═════ DATA PROVIDED ═════
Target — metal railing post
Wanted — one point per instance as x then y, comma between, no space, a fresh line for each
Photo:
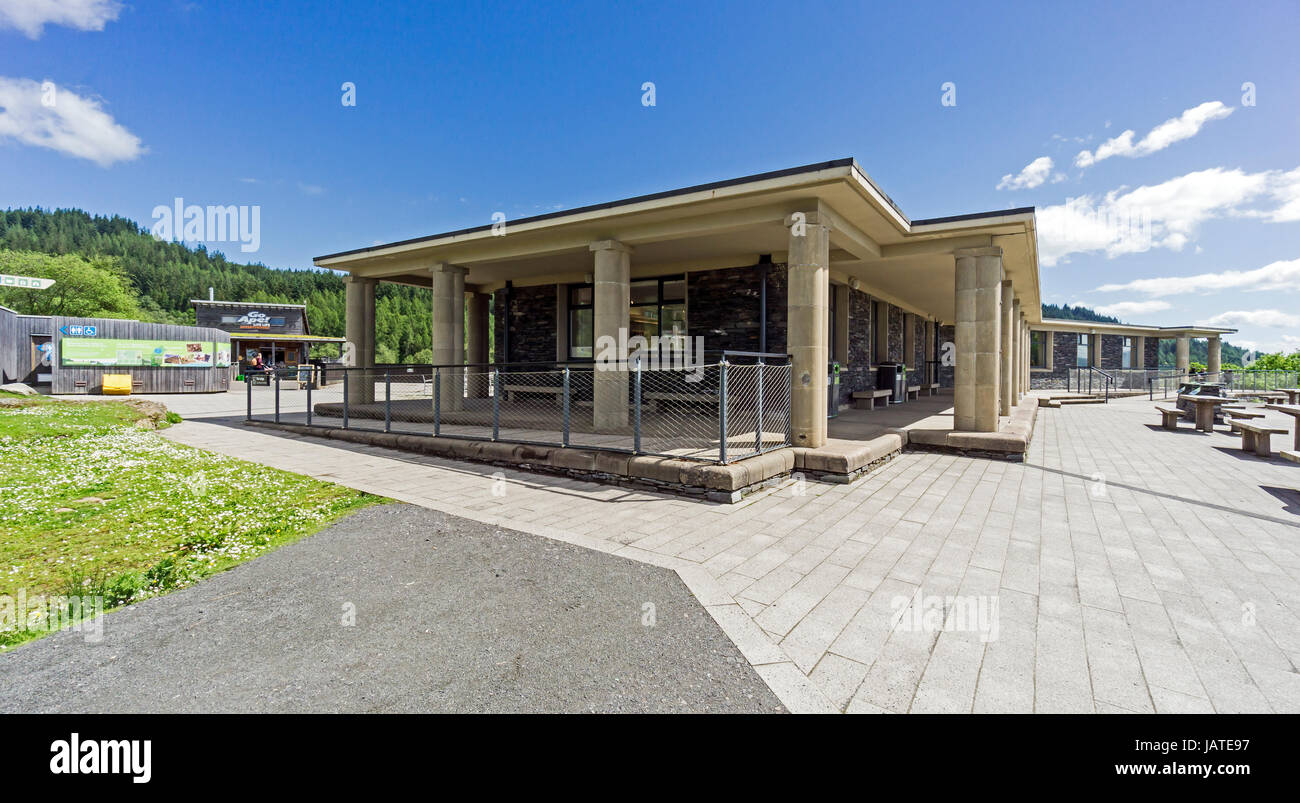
636,407
347,382
437,400
722,409
495,403
566,406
═════
(PROBLEM TO SOLVE)
Rescale the listing above by writing out all of its lines again, requests included, with each point coordinate in the answers multiplied by 2.55 and rounded to the nearest whole number, halves rounding up. Leave the pictures out of your answer.

(THE SOLUTION)
Target — metal railing post
Wanted — one point per instance as x then y, comma between, no space, a fresh line for each
Photo:
1622,1038
885,974
1114,1020
1841,1043
1262,1028
1443,1035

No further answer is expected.